:: PROVIDED TEXT ::
= Beginning of Section =

Runaway stream when `max.poll.interval.ms` is exceeded

myazinn commented 1 week ago

Here's a self-contained test that reproduces the issue

package zio.kafka.consumer

import zio._
import zio.kafka.ZIOSpecDefaultSlf4j
import zio.kafka.consumer.diagnostics.Diagnostics
import zio.kafka.serde.Serde
import zio.kafka.testkit.KafkaTestUtils._
import zio.kafka.testkit.{ Kafka, KafkaRandom }
import zio.test.TestAspect._
import zio.test._

import java.util.concurrent.atomic.AtomicInteger

object ZombieConsumerSpec extends ZIOSpecDefaultSlf4j with KafkaRandom {
  override val kafkaPrefix: String = "zombieconsumespec"

  override def spec: Spec[TestEnvironment with Scope, Throwable] =
    suite("ZombieConsumerSpec")(
      test("should not leave runaway stream") {
        val kvs = (1 to 100).toList.map(i => (s"key$i", s"msg$i"))
        for {
          topic  <- randomTopic
          client <- randomClient
          group  <- randomGroup

          _ <- produceMany(topic, kvs)

          iteration = new AtomicInteger(0)
          result <- Consumer
                      .plainStream(Subscription.Topics(Set(topic)), Serde.string, Serde.string)
                      .mapZIO { r =>
                        ZIO.suspendSucceed {
                          val iter           = iteration.incrementAndGet()
                          val processingTime = if (iter == 1) 10.seconds else 1.second
                          ZIO.sleep(processingTime).as(r -> iter)
                        }
                      }
                      .mapZIO { case (r, iter) =>
                        ZIO.debug(s"[$iter] Committing offset ${r.offset.offset}") *> r.offset.commit
                      }
                      .take(99)
                      .runDrain
                      .debug("Test Result")
                      .retryN(1)
                      .exit
                      .provideSomeLayer[Kafka](consumer(client, Some(group)))
        } yield assertTrue(result.isSuccess)
      }
    )
      .provideSome[Kafka](producer)
      .provideShared(Kafka.embedded) @@ withLiveClock @@ timeout(1.minute)

  def consumer(
    clientId: String,
    groupId: Option[String] = None,
    maxPollInterval: Duration = 2.seconds,
    `max.poll.records`: Int = 5
  ): ZLayer[Kafka, Throwable, Consumer] =
    (ZLayer(
      consumerSettings(
        clientId = clientId,
        groupId = groupId,
        maxPollInterval = maxPollInterval,
        `max.poll.records` = `max.poll.records`
      )

= End of Section =

:: DATA EXTRACT ::
= Beginning of Section =

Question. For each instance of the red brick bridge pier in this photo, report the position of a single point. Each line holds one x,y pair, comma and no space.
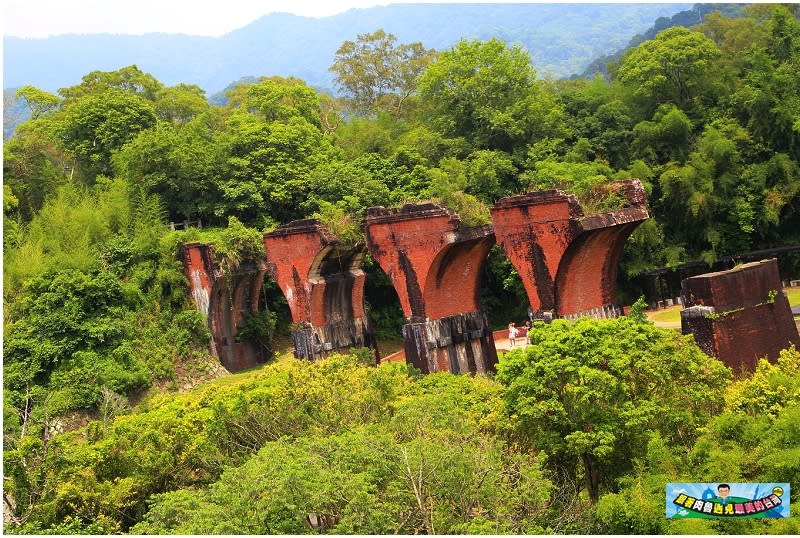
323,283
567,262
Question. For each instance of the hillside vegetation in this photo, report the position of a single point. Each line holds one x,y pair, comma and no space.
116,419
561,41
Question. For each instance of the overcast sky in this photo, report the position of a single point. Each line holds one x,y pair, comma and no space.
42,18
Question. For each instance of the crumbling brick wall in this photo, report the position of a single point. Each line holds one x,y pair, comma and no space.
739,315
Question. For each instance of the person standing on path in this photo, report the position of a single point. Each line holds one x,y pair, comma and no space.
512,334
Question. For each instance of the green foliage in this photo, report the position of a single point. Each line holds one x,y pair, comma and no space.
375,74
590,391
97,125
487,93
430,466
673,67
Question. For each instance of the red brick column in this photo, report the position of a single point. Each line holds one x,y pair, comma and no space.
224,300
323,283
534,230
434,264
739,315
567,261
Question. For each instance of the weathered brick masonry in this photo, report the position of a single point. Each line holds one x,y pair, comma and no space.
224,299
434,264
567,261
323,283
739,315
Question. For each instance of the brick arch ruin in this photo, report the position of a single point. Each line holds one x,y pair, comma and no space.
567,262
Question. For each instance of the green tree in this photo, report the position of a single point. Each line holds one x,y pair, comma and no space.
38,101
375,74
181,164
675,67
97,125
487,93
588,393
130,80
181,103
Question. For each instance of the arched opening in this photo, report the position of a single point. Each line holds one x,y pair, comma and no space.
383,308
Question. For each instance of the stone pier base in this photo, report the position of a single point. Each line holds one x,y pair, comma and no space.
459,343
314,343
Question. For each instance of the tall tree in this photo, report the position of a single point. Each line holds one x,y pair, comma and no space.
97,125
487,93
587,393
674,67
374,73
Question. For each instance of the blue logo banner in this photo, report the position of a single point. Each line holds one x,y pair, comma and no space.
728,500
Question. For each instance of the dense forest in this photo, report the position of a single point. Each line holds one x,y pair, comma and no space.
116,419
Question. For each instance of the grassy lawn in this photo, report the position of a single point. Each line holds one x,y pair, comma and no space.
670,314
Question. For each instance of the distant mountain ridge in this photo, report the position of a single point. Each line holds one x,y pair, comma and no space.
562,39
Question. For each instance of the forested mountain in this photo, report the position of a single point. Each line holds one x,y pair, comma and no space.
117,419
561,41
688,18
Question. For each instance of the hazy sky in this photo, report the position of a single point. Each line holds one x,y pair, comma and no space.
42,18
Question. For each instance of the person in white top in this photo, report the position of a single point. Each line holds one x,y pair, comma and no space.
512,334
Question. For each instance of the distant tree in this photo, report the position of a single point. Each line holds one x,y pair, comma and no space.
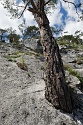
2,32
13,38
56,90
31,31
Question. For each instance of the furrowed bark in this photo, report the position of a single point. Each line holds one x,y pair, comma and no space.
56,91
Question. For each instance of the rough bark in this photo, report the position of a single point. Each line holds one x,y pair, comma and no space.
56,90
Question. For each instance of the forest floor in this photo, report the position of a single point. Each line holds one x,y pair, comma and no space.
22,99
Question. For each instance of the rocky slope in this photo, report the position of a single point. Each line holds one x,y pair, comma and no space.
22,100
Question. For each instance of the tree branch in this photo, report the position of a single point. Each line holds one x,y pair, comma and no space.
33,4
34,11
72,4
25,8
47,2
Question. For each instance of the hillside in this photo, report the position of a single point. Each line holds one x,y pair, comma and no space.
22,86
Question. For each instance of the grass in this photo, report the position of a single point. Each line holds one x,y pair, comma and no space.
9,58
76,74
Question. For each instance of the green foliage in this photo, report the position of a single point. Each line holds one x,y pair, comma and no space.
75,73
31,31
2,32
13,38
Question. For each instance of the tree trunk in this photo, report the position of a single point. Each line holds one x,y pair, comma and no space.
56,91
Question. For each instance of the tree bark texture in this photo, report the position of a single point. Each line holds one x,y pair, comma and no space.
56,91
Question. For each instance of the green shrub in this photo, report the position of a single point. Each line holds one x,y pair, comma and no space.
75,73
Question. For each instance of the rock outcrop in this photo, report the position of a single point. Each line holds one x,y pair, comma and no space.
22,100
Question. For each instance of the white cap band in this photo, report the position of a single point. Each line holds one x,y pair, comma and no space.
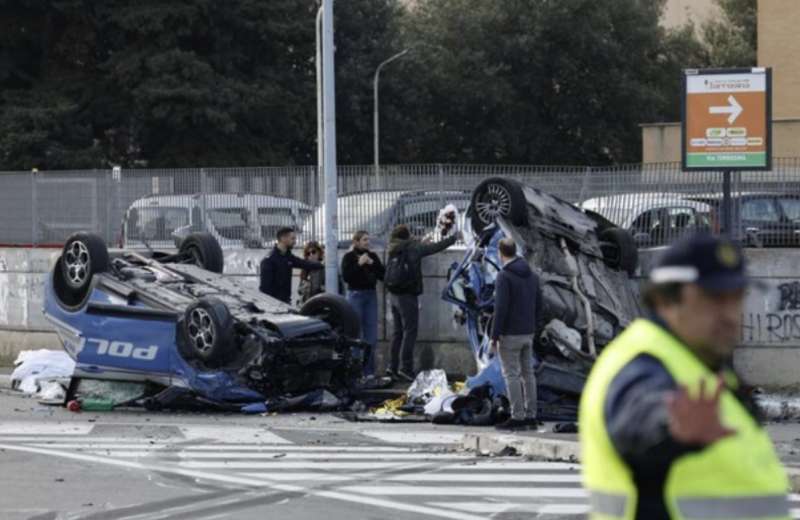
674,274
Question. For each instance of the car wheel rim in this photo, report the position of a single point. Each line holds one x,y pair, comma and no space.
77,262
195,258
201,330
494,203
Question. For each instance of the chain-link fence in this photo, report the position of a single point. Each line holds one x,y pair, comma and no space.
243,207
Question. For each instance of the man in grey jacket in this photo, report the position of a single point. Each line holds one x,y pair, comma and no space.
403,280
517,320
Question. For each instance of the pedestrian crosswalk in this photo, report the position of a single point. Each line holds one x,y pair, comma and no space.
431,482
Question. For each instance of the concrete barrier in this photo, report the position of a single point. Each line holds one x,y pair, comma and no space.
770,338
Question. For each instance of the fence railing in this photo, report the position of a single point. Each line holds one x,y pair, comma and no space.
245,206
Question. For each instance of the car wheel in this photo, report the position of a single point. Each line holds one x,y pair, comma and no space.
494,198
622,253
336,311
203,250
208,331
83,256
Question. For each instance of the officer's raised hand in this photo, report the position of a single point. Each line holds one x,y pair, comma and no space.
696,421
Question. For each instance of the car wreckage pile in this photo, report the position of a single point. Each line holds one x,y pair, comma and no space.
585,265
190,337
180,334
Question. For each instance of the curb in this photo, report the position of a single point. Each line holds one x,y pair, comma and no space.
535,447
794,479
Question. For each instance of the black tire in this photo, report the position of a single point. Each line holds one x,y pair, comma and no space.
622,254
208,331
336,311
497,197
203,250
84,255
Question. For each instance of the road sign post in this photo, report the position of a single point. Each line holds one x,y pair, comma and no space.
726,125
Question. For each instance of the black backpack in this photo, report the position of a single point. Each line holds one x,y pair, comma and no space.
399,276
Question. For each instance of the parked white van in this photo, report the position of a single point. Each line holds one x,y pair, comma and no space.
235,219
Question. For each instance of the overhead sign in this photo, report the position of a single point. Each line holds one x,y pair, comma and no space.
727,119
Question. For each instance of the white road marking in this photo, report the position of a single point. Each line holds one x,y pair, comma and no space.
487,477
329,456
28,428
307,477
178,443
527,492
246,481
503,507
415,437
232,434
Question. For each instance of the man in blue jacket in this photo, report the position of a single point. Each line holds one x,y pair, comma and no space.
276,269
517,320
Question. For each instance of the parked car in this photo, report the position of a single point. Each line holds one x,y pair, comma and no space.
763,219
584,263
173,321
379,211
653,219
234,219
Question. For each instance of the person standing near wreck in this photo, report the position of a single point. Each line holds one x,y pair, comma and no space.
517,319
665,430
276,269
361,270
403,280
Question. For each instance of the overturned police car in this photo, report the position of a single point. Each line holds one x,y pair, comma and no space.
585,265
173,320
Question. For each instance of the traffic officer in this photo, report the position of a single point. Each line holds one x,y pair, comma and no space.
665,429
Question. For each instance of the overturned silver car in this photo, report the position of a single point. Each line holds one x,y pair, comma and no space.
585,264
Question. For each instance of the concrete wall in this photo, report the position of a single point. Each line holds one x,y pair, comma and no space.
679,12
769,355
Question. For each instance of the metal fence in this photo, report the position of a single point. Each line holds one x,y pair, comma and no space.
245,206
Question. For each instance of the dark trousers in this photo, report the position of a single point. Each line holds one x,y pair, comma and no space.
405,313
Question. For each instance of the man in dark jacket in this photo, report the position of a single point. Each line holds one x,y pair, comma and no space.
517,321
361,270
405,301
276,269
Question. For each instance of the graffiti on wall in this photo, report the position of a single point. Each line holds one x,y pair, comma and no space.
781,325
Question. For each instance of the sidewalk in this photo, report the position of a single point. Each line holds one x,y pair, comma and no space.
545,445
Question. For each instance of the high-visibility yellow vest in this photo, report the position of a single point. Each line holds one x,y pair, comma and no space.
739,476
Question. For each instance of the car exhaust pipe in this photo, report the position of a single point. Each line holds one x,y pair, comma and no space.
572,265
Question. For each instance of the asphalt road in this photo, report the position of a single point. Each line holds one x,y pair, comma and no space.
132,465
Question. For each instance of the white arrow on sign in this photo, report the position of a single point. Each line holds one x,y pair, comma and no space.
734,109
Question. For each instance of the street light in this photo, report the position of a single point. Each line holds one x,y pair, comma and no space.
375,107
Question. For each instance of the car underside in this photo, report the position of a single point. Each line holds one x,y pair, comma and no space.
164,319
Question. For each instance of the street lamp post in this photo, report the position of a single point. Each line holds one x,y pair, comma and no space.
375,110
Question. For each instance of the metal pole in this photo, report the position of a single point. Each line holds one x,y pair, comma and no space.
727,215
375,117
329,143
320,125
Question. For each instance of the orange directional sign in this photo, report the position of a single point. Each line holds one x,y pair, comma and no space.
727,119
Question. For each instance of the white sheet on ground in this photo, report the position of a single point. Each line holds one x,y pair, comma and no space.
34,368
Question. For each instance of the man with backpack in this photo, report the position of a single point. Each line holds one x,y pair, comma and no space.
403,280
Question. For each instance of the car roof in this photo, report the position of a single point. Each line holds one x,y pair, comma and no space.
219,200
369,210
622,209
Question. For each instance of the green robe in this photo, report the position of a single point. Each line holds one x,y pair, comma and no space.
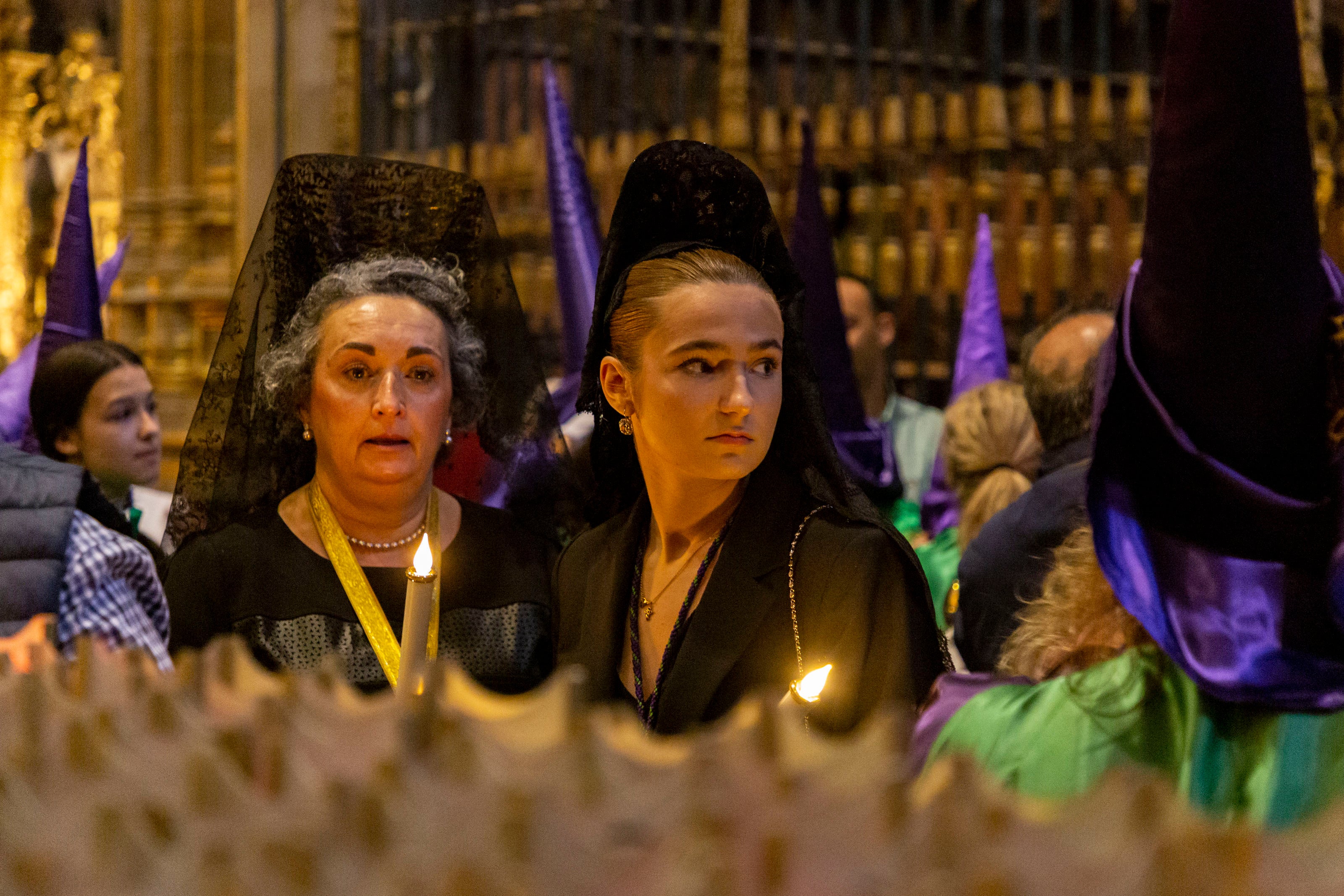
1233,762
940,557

= End of Section =

:: TASK GOAL ::
Copy the part of the runaway-stream test between "override def spec: Spec[TestEnvironment" and "iteration = new AtomicInteger(0)", inclusive, substituting "pairs" for each occurrence of "kvs".

:: RESULT FOR THIS TASK ::
override def spec: Spec[TestEnvironment with Scope, Throwable] =
    suite("ZombieConsumerSpec")(
      test("should not leave runaway stream") {
        val pairs = (1 to 100).toList.map(i => (s"key$i", s"msg$i"))
        for {
          topic  <- randomTopic
          client <- randomClient
          group  <- randomGroup

          _ <- produceMany(topic, pairs)

          iteration = new AtomicInteger(0)